Qué hacer ::
[A] Responde a estas preguntas sobre el fragmento del río Ribera:
(i) ¿Con qué río se unía el río Ribera?
(ii) ¿Qué atrapaban en el aire los peces al saltar?
(iii) ¿Por dónde pasaba la diana en el momento en que se volvió invisible?
[B] Copia sin cambios un pasaje del fragmento del río Ribera: empieza en las palabras "Me asomé también" y termina después de "el ruiseñor voló?".

Fragmento del documento ::
⟨

Seguimos el camino y, como era su costumbre, antes de cruzar el puente sobre el río Ribera (que se unía al Pisuerga unos trescientos metros más allá, por detrás de la casa de la sierra), se asomó para ver si encontraba algún ejemplar interesante entre las truchas que nadaban contracorriente.
Me asomé también y disfruté de los peces que, con su lomo arco iris, saltaban veloces y potentes para atrapar escurridizos mosquitos en el aire. Cuando caían, con su presa atrapada entre sus fuertes quijadas, me gustaba seguir los círculos que se formaban, al romper el cuerpo fusiforme del cazador la superficie de aquellas aguas cristalinas, y que la corriente transportaba, como una especie de dianas móviles, río abajo.
Entonces, cuando una de esas dianas pasaba justo por debajo del puente, y se convertía en invisible para mi vista, me acordé:
– ¿Y entonces el ruiseñor voló?

⟩

Sección de datos ::
⟨

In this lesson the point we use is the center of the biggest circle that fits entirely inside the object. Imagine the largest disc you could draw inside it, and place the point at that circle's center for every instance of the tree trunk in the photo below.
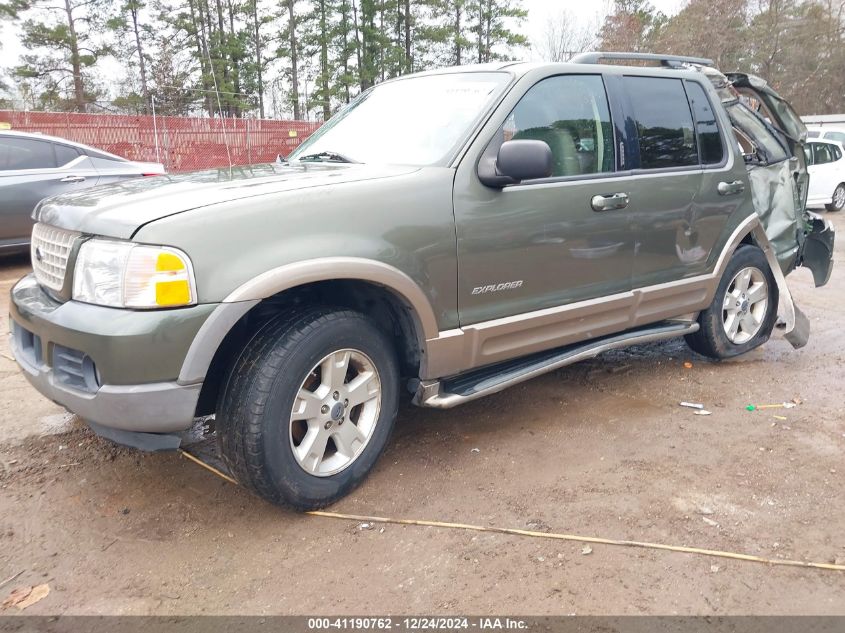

⟩

Soluciones resueltas ::
[A]
(i) Con el Pisuerga.
(ii) Escurridizos mosquitos.
(iii) Justo por debajo del puente.

[B]
Me asomé también y disfruté de los peces que, con su lomo arco iris, saltaban veloces y potentes para atrapar escurridizos mosquitos en el aire. Cuando caían, con su presa atrapada entre sus fuertes quijadas, me gustaba seguir los círculos que se formaban, al romper el cuerpo fusiforme del cazador la superficie de aquellas aguas cristalinas, y que la corriente transportaba, como una especie de dianas móviles, río abajo.
Entonces, cuando una de esas dianas pasaba justo por debajo del puente, y se convertía en invisible para mi vista, me acordé:
– ¿Y entonces el ruiseñor voló?